Data to examine
* * *
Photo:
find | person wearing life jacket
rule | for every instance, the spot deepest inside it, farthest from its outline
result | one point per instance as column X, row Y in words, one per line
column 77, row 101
* * *
Action item
Your task is to copy exactly, and only, the lines from the line with "result | one" through the last line of the entries, both included.

Your solution
result | one point per instance as column X, row Y in words, one per line
column 77, row 101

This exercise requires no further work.